-------- Passage provided --------

Evicting a tenant in Ontario is a legal process with specific steps and timelines. Skipping a step — or making an error — can cost you weeks and force you to start over. This guide walks through the full process.
Step 1: Serve the Appropriate Notice
Every eviction starts with a written notice served on the tenant. The notice you use depends on the reason for eviction:
- Non-payment of rent: N4 Notice (14 days to pay or vacate)
- Persistent late payment: N8 Notice (end of term)
- Interference / damage: N5 Notice (20 days to remedy, or 14 days for second notice)
- Illegal act: N6 Notice (10 days)
- Personal use / family moving in: N12 Notice (60 days + one month's rent compensation)
- Demolition or major renovation: N13 Notice (120 days + 3 months' compensation)

--------

> [Given problem A]
In the Ontario eviction guide, which notice covers non-payment of rent, and how many days does it allow?
> [Given problem B]
Summarize the Ontario eviction guide in two sentences.

-------- Supplied data --------

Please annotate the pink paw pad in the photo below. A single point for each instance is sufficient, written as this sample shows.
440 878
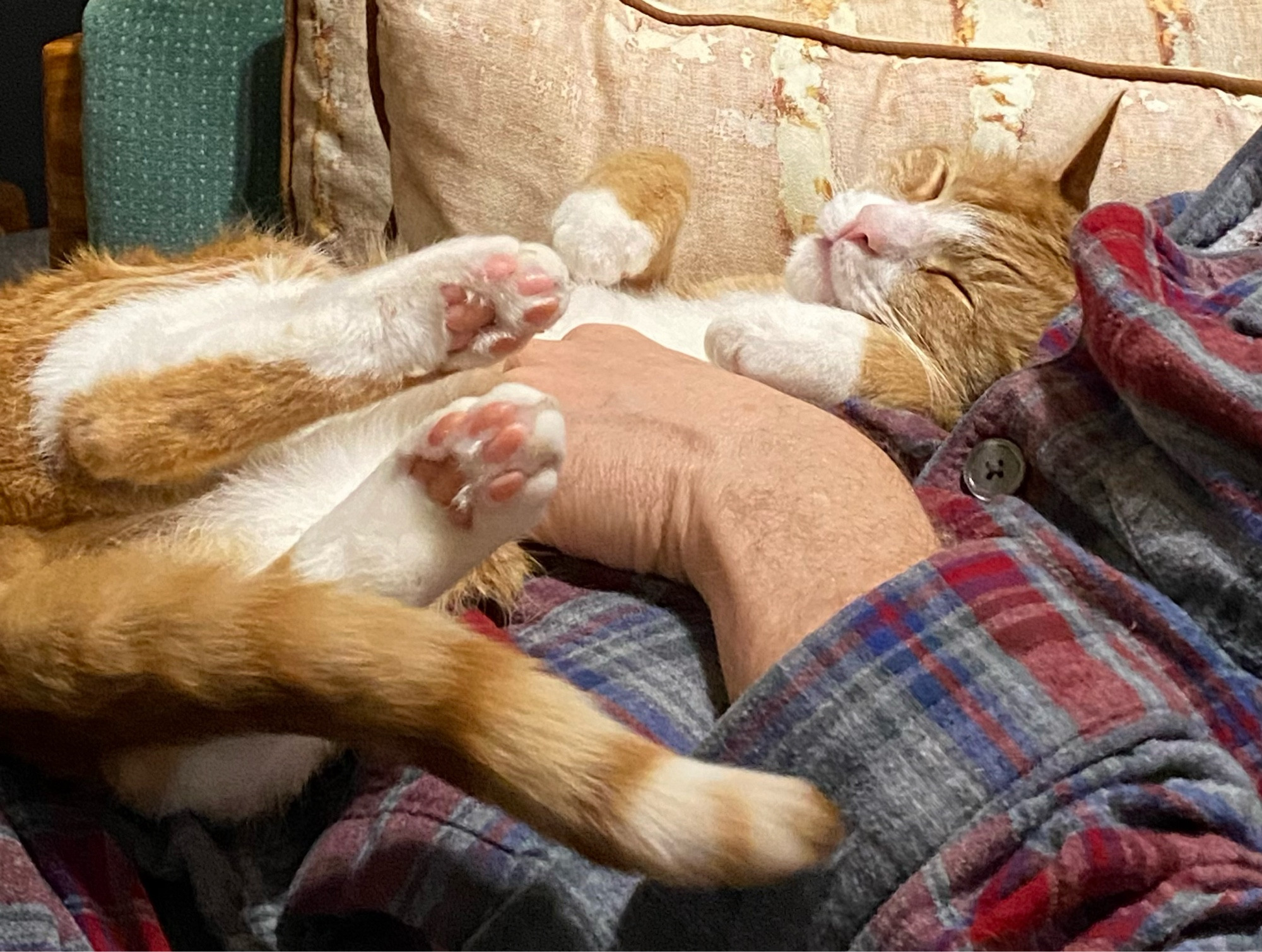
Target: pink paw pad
471 312
487 438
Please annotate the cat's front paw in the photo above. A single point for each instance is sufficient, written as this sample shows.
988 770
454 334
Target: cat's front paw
810 351
469 479
492 462
497 296
599 239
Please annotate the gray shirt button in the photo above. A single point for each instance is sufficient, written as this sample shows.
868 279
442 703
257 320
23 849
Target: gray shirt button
995 467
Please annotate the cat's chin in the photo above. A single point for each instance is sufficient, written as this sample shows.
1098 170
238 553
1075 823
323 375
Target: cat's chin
808 272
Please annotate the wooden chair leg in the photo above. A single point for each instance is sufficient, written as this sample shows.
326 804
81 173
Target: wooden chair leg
13 209
64 147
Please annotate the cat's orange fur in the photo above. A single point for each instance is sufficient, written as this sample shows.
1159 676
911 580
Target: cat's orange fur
967 317
117 637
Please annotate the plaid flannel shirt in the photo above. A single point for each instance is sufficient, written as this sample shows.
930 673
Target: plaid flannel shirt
1047 735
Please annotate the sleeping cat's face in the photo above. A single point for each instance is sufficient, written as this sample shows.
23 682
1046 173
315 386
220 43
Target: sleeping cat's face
965 254
946 230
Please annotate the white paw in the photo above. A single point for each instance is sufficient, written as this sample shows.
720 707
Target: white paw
810 351
702 825
599 240
493 459
473 476
497 295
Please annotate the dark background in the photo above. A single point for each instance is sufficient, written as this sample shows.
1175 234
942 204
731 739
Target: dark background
26 27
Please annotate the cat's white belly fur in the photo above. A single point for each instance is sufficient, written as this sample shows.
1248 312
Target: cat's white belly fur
675 324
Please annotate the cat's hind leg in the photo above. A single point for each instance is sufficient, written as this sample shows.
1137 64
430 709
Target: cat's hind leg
177 383
622 224
457 486
142 647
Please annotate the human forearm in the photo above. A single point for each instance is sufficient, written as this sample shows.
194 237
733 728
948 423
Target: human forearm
788 538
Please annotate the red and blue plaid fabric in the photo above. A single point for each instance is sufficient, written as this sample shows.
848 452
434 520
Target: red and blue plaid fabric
1048 735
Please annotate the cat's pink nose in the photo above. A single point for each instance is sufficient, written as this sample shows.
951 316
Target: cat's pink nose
884 229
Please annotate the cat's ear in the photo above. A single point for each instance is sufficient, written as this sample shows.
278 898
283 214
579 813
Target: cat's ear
921 175
1076 179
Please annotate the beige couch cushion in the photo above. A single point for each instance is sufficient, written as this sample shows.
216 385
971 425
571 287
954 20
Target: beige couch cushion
338 166
497 109
1224 36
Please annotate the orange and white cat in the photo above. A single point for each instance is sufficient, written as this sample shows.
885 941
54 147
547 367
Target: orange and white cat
916 292
232 483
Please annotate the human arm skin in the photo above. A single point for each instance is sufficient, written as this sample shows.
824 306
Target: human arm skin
777 512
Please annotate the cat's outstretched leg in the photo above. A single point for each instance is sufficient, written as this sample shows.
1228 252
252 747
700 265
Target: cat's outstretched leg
174 384
620 225
457 486
142 647
823 355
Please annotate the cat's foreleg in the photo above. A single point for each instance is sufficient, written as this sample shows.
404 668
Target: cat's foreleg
825 355
175 384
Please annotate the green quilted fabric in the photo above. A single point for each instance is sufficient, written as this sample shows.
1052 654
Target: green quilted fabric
181 118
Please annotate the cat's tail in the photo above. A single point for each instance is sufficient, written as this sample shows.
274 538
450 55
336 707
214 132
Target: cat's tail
620 225
131 647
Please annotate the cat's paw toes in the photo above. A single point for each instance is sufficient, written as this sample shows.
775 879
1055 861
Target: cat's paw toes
599 240
505 293
492 460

--------

> [Reply A]
The N4 Notice, which allows 14 days to pay or vacate.

> [Reply B]
Evicting a tenant in Ontario is a legal process with specific steps and timelines, and skipping a step or making an error can cost weeks and force a restart. Every eviction begins with a written notice served on the tenant, and the notice depends on the reason, from an N4 for non-payment of rent to an N13 for demolition or major renovation.